| EXCERPTED PASSAGE |
# High-end toys



## Middle of Everything (Feb 19, 2012)

Dont intend to come of as pervy or prying but interested in ladies preferences for high end or premium adult toys.

Have considered the we-vibe and some of the Lelo products. 

So in a no need for tmi way, have any ladies (or couples) tried any of these or other high end toys? Feel they are worth it? More enjoyable than the run of the mill toys? Any particular brands or models recommended?


----------



## richardsharpe (Jul 8, 2014)

Good evening
wife and I have bought quite a few toys over the years. The high end ones last better and tend to be quieter, but she doesn't find them particularly better or worse than the cheap ones. Of course YMMV.


----------



## Rhapsodee (May 11, 2016)

Lelo Ina 2 Dual Action is much better than any of the old rabbits. It has a nice smell and is high quality.


----------



## Luvher4life (Jan 15, 2016)

Womanizer W500 has the best reviews of any of the ones I've seen.


----------



## Herschel (Mar 27, 2016)

The Cherry 2000 is good for men and women.
_Posted via Mobile Device_


----------



## staarz21 (Feb 6, 2013)

Lelo is worth the money. It's rechargeable as well. No batteries!


----------



## norajane (Feb 7, 2012)

I am a Lelo fan as well. Excellent quality, and they are rechargeable. Some are waterproof.


----------



## Middle of Everything (Feb 19, 2012)

Thanks for the thoughts so far. So im thinking Lelo is worth it. Any particular models besides the Ina 2?

No one try any of the we-vibe series or recommend it?


----------

| PARTS OF THE EXERCISE |
1) Answer these from the thread:
(a) In the opening post, which products does Middle of Everything say they have considered?
(b) According to richardsharpe, in what two ways are the high-end toys better than the cheap ones?
(c) Which toy does Luvher4life say has the best reviews?
2) Please extract the passage of the thread from "Have considered the" up to and including "Of course YMMV.", copying it word for word.
The rows after the thread aren't needed here.

| STORED RECORDS |
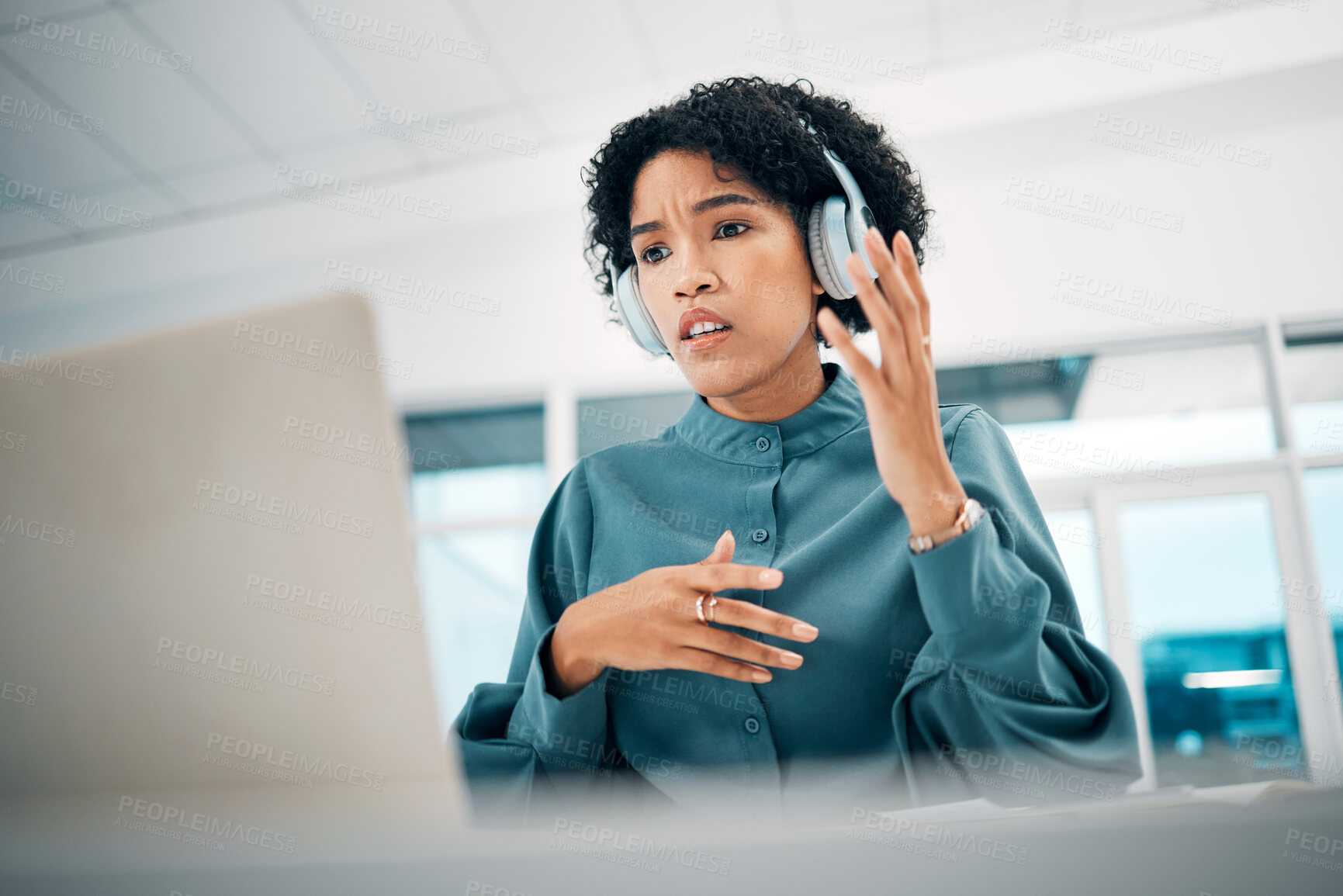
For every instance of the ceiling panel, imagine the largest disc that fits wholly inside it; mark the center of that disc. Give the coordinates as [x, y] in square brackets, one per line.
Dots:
[57, 150]
[150, 110]
[254, 57]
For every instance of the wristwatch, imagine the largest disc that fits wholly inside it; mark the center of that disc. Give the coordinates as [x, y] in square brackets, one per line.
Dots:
[968, 515]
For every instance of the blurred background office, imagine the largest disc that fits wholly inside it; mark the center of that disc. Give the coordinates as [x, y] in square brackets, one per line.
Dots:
[1134, 270]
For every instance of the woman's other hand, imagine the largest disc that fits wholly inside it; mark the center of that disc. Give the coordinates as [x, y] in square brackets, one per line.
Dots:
[650, 622]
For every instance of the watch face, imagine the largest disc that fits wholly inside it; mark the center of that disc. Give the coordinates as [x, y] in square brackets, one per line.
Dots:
[974, 510]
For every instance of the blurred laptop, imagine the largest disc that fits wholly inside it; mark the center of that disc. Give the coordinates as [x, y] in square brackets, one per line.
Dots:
[211, 648]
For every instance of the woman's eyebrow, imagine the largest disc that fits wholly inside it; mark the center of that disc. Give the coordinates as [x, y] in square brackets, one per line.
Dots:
[698, 209]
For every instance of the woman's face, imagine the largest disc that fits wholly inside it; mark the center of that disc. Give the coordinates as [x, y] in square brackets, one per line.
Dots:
[725, 275]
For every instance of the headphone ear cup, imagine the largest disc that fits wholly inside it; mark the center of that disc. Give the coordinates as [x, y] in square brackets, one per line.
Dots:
[634, 313]
[821, 246]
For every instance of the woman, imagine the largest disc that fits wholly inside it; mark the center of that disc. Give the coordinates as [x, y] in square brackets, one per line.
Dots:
[801, 569]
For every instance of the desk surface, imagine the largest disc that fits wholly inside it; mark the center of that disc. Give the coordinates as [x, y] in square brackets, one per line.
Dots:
[1253, 840]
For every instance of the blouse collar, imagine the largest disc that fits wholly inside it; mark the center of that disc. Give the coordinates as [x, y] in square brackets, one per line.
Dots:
[837, 411]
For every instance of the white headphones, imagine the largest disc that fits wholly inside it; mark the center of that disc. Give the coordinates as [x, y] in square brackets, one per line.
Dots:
[834, 231]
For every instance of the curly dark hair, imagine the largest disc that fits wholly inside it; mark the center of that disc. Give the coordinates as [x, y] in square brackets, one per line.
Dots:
[751, 125]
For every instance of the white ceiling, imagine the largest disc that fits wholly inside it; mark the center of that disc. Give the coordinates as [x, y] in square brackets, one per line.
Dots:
[199, 150]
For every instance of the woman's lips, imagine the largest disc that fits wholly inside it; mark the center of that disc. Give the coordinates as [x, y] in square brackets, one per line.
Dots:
[707, 340]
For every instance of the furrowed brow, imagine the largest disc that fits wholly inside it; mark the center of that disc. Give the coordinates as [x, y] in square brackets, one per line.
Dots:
[698, 209]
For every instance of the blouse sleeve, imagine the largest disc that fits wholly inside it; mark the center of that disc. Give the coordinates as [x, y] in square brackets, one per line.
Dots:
[517, 736]
[1006, 699]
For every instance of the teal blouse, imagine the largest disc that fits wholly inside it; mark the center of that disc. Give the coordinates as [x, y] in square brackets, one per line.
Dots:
[958, 672]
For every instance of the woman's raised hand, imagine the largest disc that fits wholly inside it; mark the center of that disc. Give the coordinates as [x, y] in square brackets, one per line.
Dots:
[650, 622]
[900, 395]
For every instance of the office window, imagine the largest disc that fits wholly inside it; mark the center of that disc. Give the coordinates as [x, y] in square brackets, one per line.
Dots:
[477, 490]
[1315, 386]
[1201, 576]
[1323, 499]
[1150, 414]
[628, 418]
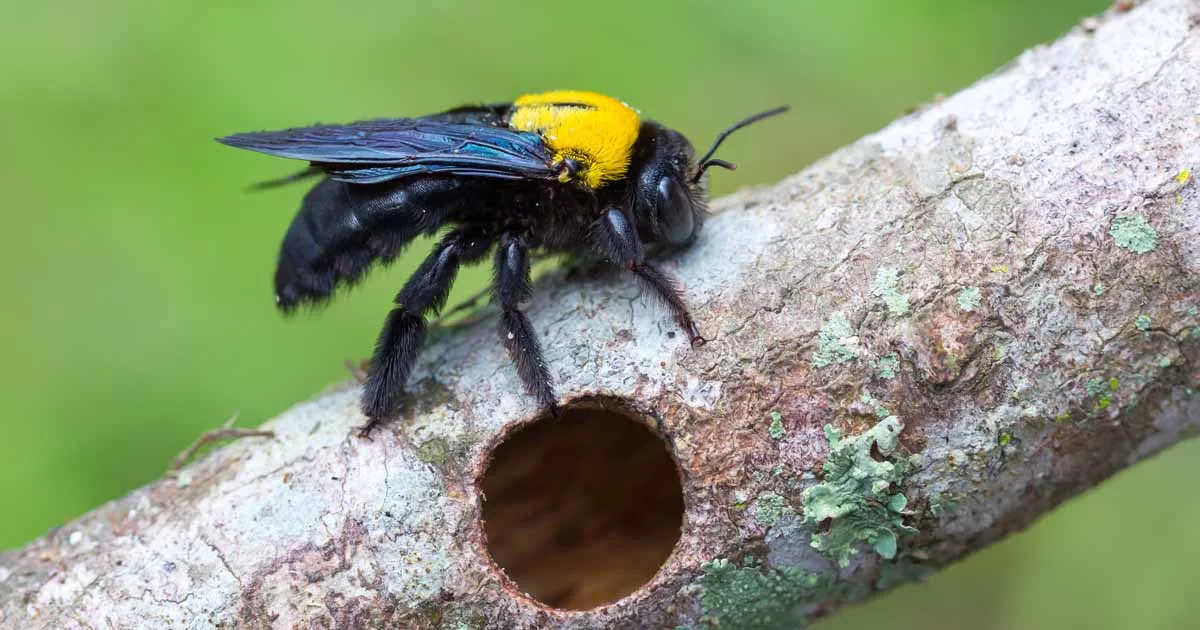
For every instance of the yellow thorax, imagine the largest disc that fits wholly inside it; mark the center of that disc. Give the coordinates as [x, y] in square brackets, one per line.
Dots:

| EXPECTED RESPONSES |
1)
(a) The we-vibe and some of the Lelo products.
(b) They last better and tend to be quieter.
(c) The Womanizer W500.

2)
Have considered the we-vibe and some of the Lelo products. 

So in a no need for tmi way, have any ladies (or couples) tried any of these or other high end toys? Feel they are worth it? More enjoyable than the run of the mill toys? Any particular brands or models recommended?


----------



## richardsharpe (Jul 8, 2014)

Good evening
wife and I have bought quite a few toys over the years. The high end ones last better and tend to be quieter, but she doesn't find them particularly better or worse than the cheap ones. Of course YMMV.